WHAT TO WORK ON =>
Give the passage on disclosure of assets again between "So far as heritable" and "related to ACAL.", inclusive, and change "heritable property" to "real estate".

Disclosure of assets
[91]
Mrs Clark asserted on a number of occasions that Mr Clark had not disclosed his
assets fully. There is nothing in the evidence to suggest that he has not disclosed his assets.
So far as heritable property is concerned, Mr Clark confirmed in his affidavit that he owned
none other than the properties in the table and the flat at 105 Hyndland Road. His affidavit
refers to numbers 6/59 to 6/92 of process which show the results of searches of the Land
Register for any titles associated with his name in each county. They disclose no properties
other than those already mentioned. In cross-examination Mrs Clark accepted that Mr Clark
owned no heritable property other than that already mentioned. I have already set out my
findings as to the incorrect and misleading entries in the Brewin Dolphin letter. I am
satisfied that Mr Clark has disclosed his shareholding in ACAL and the nature of his interest
in the trusts which are related to ACAL.
34
Summary of submissions ­ sharing of matrimonial property
Pursuer
[92]
Mr Clark asked me to depart from equal sharing, by reference to section 10(6),
in relation to the funds deriving from the sale of 87 Hyndland Road, and in relation to
pre-marriage pension contributions. Senior counsel suggested that I should take account of
those matters by deducting £264,688.48 from the net matrimonial property for distribution,
while recognising that the question was one for the discretion of the court. The occurrence
of an event specified in section 10(6)(a) to (e) would not necessarily amount to special
circumstances. The mere existence of special circumstances would not necessarily justify a
departure from equal sharing: Jacques v Jacques 1997 SC (HL) 20.
[93]
Mrs Clark had retained an ISA in her own name, and some bank balances. She had
also received advances of capital that would have to be taken into account in determining
what capital payment ought to be made.
[94]
Mr Clark did not dispute that his career, income and earning capacity had increased
during the marriage. He had used his remuneration to fund the acquisition of the
matrimonial property and to fund the lifestyle of the parties and their children. The parties
would have accumulated more if Mrs Clark had also been earning. There had been nothing
to stop her working during the marriage, and childcare had been in place. Her own
evidence was that she had done some paid work during the marriage. Her career before
marriage had never delivered a significant income. If she had suffered an economic
disadvantage through giving up work that was balanced by her sharing in the wealth
accumulated through Mr Clark's income from employment and dividends that he received
from shares which were not themselves matrimonial property. The work that Mrs Clark
35
might have done to add value to family homes was reflected in their values on sale,
culminating in the purchase of Ledcameroch Road, in the value of which she would share.

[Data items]

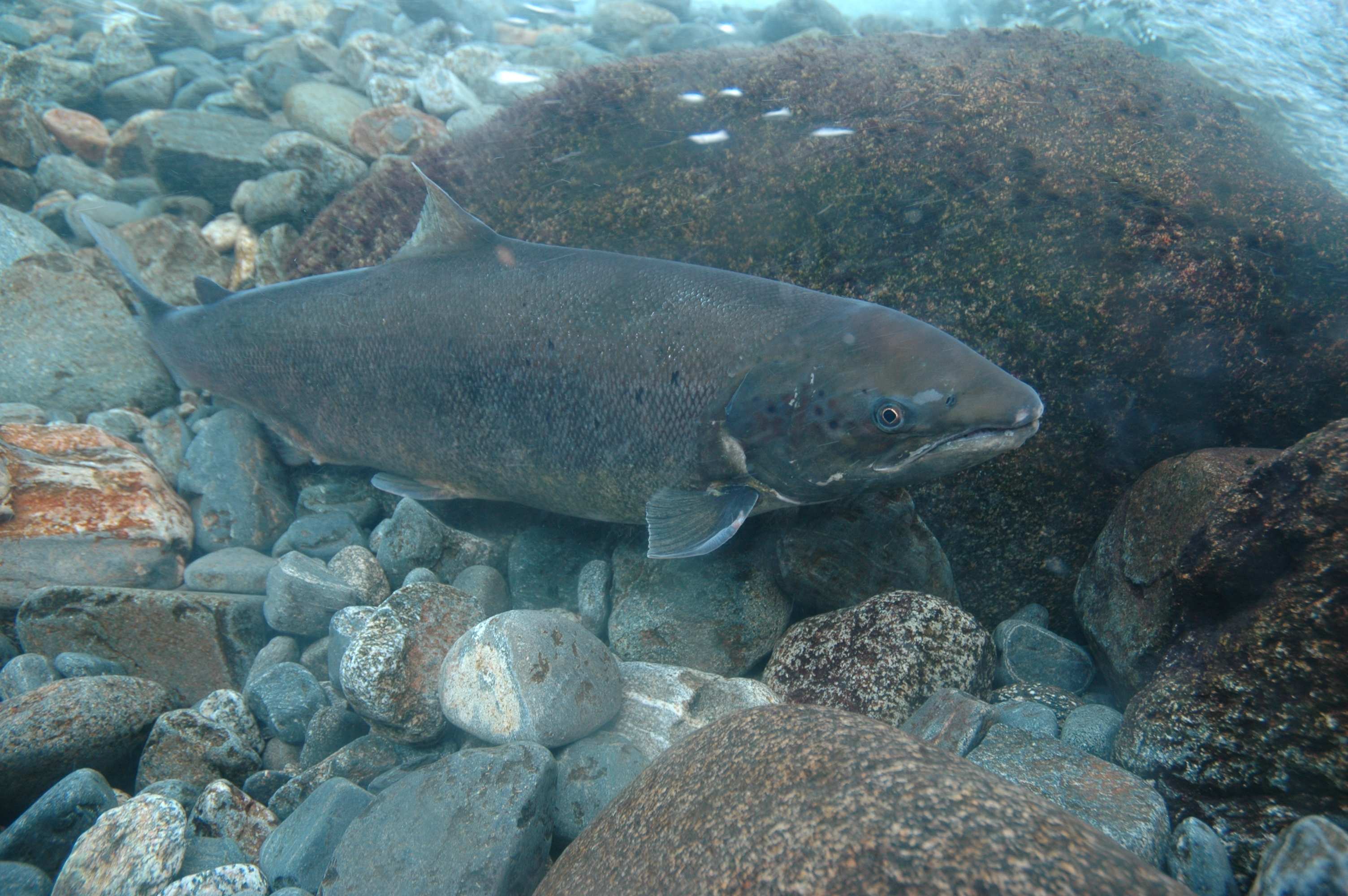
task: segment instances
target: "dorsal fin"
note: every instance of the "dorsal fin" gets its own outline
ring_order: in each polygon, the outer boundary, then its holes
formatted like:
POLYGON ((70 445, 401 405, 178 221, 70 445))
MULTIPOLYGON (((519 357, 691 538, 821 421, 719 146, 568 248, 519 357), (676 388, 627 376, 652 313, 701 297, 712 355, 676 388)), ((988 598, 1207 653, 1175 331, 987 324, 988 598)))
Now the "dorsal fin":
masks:
POLYGON ((204 278, 200 274, 191 279, 193 286, 197 287, 197 300, 202 305, 210 305, 212 302, 218 302, 220 299, 226 299, 233 292, 220 286, 210 278, 204 278))
POLYGON ((412 167, 417 168, 417 174, 426 185, 426 205, 422 206, 422 217, 417 222, 417 229, 412 230, 403 248, 398 249, 394 259, 464 252, 500 238, 495 230, 454 202, 415 163, 412 167))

FULL OUTPUT =>
So far as real estate is concerned, Mr Clark confirmed in his affidavit that he owned
none other than the properties in the table and the flat at 105 Hyndland Road. His affidavit
refers to numbers 6/59 to 6/92 of process which show the results of searches of the Land
Register for any titles associated with his name in each county. They disclose no properties
other than those already mentioned. In cross-examination Mrs Clark accepted that Mr Clark
owned no real estate other than that already mentioned. I have already set out my
findings as to the incorrect and misleading entries in the Brewin Dolphin letter. I am
satisfied that Mr Clark has disclosed his shareholding in ACAL and the nature of his interest
in the trusts which are related to ACAL.